**ЗАДАНИЕ**
Продолжите текст о картинах Чюрлёниса, начав сразу после его последнего предложения.

**ТЕКСТ**
:::::

Коса старухи смерти не раз касалась моих пяток. Слыхал я ее сухой смех и в грохоте падающих камней. Сейчас вот пришел и смотрю на тебя, маленькая. Только для этого пришел. А ты такая удивительная и печальная.

Запись в альбоме

Облака — именно романтические облака — становятся главными героями большого триптиха «Путешествие королевича» с его манящими серебристо-голубыми далями и чистыми, лучезарными красками, приводящими на память звучание органа. Художник рассказывает о королевиче, благословляемом стариком отцом на дальнее путешествие, о борьбе королевича со злым драконом, парящим над беззащитно одиноким островом, и, наконец, о его волшебном полете к сказочному горному замку; бастионы, башни, башенки, арки этого замка возведены из белых хлопьев облаков. Это сказка о красоте мира с его бездонным небом и бескрайними морскими просторами. Жизнь облаков — то страшных, то величаво торжественных, то добрых порождает наивную, светлую, взлелеянную и вскормленную старинными фольклорными мотивами сказку о поисках счастья.

Золотко мое, ничего не бойся. Видишь два камня — по ним можно смело пройти, дай только руку. Источник шутит, прикидываясь грозным. Смотри, даже эти ромашки не боятся: наклонили головки и смотрят на цветные камушки на дне шутника источника. Как он красив, правда? Чистый такой, смеется, журчит, шепчет, извивается и снова смеется, пускаясь в бег. Не бойся, маленькая, дай руку. Ну, не говорил ли я тебе, что это не так уж и страшно? А теперь — в гору! Как красиво! Как хорошо, что мы идем туда! А ты не хотела. Слышишь, золотко, как шумят ели, ах, как шумят ели. Сядем здесь. Сними шляпу, будем слушать. Под нашими ногами весь мир. Маленькие чистые избушки. Много их. Над нами большое белое облако, и солнце, скрывшись за ним, послало во все концы неба широкие пучки лучей. Кругом тихий гул еловый — ели говорят. Сядем, послушаем.

Запись в альбоме

Есть у Чюрлёниса маленький рисунок: ребенок, идущий по краю пропасти среди горных хребтов и снегов, по скалам, испещренным загадочно-таинственными письменами древних. Он идет вверх, к солнцу, вслед за облаками, влекомый сказочной красавицей-птицей, к которой тянется ручонкой. Он идет за мечтой… Путь к красоте и солнцу тернист и долог, он лежит через мечту, и пройти его может лишь человек с чистой и светлой душой, с душой ребенка — читаем мы мысль художника.

:::::

Сохранённые записи
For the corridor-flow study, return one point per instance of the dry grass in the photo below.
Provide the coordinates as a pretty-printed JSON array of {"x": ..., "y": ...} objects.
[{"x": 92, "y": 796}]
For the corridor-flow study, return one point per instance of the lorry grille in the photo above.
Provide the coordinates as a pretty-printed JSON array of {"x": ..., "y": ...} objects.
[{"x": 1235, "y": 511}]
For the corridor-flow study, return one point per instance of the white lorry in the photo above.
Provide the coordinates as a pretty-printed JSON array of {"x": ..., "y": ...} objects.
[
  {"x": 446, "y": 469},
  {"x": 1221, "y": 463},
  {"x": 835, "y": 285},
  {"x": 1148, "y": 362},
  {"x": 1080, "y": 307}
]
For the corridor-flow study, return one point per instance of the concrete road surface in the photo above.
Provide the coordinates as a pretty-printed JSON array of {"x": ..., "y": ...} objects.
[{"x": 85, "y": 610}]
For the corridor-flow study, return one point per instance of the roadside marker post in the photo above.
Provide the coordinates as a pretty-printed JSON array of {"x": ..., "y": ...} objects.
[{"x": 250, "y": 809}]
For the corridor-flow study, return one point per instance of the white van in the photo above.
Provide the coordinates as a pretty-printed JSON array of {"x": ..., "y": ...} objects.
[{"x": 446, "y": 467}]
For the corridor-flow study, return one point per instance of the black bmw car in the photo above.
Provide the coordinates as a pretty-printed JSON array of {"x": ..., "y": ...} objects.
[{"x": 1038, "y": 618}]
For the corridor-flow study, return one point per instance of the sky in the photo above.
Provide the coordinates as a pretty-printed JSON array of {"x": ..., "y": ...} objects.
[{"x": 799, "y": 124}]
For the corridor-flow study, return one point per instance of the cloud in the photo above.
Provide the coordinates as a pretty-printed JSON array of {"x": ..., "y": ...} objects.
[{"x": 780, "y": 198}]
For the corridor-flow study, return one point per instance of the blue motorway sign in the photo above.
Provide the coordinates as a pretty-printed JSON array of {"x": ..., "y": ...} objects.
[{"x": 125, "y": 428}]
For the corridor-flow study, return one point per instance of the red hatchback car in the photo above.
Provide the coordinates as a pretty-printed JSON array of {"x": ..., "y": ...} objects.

:::::

**ОТВЕТ**
⠀⠀ ⠀⠀

Сказка о замке. 1908



Сказка о замке. Эскиз композиции. 1908



Сказка о крепости. 1908



Сказка о крепости. Эскиз композиции. 1908



Эта мысль одухотворяет и сказку Чюрлёниса «Путешествие королевны», выполненную тоже в форме триптиха.

Одна из его частей изображает гору над цветущей долиной, гору, увенчанную замком, как короной, и по своим очертаниям похожую на королеву, склонившуюся в глухом стоне; солнечный диск над короной — как сияющий нимб над вечной мученицей…

Центральная картина — вершина холма с пестрыми цветами и травами, пронизанными лучами утреннего солнца, и худенький младенец, одинокий в этих гипертрофированно раздвинутых пространствах необозримого мира. Под горой — синее море и берег с пятнами озер. Младенец тянется ручонкой к белому одуванчику на тонком колеблющемся стебельке, прекрасному и хрупкому, как он сам.

⠀⠀ ⠀⠀

Сказка. Путешествие королевича. 1907



Маленький человек и манящая, удивляющая его красота… Ощущение, некогда столь сильно испытанное самим художником среди горных вершин, когда он чувствовал себя ребенком, широко раскрывшим глаза на красоту мира. А над ребенком и одуванчиком, в сияющем просторе, как «черная беда», неизменно идущая рядом с невинностью, добром и красотой, — странная птица с огромными крыльями.

…Когда мы сидели на горе, я потихоньку спустился вниз. Ты вся была на солнце, а солнце — в тебе. Ты очень сильно светилась, а моя большая тень падала почти через всю гору. И стало мне тоскливо. Пустился я долинами в даль дальнюю, а когда вернулся, ты излучала еще более сильный свет. Моей тени уже не было.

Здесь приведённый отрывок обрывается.